**Your task**
Retype the data exactly, from its first line up to and including the line that contains "x=245, y=189".
○ ○ ○ ○ ○
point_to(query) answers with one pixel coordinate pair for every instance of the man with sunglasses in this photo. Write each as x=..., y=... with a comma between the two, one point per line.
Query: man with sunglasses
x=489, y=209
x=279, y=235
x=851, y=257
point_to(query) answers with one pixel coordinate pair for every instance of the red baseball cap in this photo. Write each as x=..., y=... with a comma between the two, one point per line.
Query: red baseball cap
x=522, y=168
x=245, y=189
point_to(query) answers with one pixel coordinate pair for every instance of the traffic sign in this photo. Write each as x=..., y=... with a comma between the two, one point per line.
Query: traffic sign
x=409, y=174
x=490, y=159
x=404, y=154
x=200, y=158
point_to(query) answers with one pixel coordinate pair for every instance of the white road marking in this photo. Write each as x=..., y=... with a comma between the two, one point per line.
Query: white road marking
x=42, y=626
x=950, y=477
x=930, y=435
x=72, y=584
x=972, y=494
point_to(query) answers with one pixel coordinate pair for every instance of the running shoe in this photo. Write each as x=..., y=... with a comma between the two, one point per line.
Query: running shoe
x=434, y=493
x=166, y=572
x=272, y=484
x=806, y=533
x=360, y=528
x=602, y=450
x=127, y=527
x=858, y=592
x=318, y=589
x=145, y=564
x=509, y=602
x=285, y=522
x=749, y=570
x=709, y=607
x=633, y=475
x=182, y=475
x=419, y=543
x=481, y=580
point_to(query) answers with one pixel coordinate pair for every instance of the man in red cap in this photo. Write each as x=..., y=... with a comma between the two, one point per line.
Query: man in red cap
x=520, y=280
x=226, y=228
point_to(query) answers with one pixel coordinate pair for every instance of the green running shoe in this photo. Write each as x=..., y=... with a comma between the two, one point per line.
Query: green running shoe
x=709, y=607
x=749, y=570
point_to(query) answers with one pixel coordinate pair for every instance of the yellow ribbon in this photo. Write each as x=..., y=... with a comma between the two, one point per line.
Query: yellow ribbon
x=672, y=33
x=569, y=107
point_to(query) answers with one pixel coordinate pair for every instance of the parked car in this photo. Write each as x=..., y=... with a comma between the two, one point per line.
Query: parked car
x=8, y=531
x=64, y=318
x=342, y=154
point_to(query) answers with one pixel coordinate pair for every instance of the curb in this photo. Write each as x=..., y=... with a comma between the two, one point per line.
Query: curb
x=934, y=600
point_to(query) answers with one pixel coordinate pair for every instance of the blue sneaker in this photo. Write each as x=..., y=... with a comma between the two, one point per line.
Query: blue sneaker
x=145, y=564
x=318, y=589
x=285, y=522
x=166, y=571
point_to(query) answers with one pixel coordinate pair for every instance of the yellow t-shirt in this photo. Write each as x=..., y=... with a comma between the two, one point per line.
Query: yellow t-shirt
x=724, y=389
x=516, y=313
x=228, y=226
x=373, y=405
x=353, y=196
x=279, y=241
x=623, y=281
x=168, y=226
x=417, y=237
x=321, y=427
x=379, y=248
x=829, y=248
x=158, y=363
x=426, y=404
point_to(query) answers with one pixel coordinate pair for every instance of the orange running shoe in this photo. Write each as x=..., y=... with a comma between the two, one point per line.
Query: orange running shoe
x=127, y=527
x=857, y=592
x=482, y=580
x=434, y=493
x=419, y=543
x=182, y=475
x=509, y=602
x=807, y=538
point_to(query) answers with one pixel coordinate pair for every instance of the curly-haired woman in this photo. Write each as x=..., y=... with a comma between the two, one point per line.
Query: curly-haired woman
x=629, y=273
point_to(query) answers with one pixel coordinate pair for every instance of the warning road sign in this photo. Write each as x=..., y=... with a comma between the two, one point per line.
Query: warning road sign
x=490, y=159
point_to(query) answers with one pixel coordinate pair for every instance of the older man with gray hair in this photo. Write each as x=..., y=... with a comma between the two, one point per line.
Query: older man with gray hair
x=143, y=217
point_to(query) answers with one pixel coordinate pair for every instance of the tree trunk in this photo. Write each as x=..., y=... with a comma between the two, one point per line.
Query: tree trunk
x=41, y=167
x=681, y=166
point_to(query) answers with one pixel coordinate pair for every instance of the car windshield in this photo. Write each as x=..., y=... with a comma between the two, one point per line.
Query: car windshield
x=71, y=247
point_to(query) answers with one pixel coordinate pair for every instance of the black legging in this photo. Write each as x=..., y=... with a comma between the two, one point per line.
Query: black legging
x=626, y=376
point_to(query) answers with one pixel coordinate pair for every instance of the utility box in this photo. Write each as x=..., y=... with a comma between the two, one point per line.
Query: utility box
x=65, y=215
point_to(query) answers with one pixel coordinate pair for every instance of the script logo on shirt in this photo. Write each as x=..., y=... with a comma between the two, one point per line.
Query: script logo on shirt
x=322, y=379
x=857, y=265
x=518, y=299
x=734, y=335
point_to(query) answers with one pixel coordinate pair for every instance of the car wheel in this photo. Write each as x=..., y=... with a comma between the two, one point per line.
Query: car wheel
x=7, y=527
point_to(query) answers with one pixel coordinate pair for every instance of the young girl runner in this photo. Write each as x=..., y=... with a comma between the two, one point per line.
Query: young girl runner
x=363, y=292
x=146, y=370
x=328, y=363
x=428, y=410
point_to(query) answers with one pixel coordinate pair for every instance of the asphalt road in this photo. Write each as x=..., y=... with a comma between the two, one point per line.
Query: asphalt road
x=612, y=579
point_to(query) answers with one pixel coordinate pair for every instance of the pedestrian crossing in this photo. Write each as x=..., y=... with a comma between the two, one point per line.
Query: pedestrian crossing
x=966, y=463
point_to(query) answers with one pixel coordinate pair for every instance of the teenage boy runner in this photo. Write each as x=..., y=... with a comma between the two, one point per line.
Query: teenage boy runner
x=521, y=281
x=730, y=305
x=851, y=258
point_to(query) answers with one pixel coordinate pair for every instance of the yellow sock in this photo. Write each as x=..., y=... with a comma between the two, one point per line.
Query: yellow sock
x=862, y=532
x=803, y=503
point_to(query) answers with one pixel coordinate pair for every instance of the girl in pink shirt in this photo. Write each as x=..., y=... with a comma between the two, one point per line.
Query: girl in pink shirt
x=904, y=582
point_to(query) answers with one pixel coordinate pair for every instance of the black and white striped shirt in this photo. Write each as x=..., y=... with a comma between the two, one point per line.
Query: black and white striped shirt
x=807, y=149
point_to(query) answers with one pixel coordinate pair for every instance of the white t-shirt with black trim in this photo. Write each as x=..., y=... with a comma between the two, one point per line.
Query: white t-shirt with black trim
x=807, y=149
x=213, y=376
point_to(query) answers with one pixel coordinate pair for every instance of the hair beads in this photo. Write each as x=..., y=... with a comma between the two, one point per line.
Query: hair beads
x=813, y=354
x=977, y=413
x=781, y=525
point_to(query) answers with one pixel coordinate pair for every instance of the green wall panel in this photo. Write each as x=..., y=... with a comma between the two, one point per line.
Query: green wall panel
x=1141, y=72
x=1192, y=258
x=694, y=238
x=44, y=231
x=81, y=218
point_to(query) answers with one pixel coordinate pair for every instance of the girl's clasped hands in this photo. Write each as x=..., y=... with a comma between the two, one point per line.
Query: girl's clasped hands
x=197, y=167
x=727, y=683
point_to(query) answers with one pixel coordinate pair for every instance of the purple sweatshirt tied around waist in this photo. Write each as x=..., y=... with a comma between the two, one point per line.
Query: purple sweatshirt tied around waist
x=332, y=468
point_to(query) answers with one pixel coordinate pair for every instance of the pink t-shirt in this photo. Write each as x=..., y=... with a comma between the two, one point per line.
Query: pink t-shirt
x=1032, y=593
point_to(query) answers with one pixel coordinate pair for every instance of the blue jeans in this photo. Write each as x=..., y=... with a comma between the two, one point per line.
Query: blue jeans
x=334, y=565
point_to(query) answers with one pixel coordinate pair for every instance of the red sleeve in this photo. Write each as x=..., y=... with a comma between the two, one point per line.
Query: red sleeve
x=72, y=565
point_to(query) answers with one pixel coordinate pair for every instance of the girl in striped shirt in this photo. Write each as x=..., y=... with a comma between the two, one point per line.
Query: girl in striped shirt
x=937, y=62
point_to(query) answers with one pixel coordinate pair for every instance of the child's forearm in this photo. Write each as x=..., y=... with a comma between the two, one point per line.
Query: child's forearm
○ ○ ○ ○ ○
**Answer to the exercise**
point_to(query) answers with one pixel coordinate pair for every instance of the man with sunglasses in this photo. Write each as x=..., y=... with a comma between the two, one point per line.
Query: man with sunglasses
x=489, y=209
x=279, y=235
x=851, y=257
point_to(query) answers with one pixel coordinate pair for every instance of the red baseball cap in this photo. Write each as x=..., y=... with a comma between the two, one point per line.
Query: red baseball cap
x=522, y=168
x=245, y=189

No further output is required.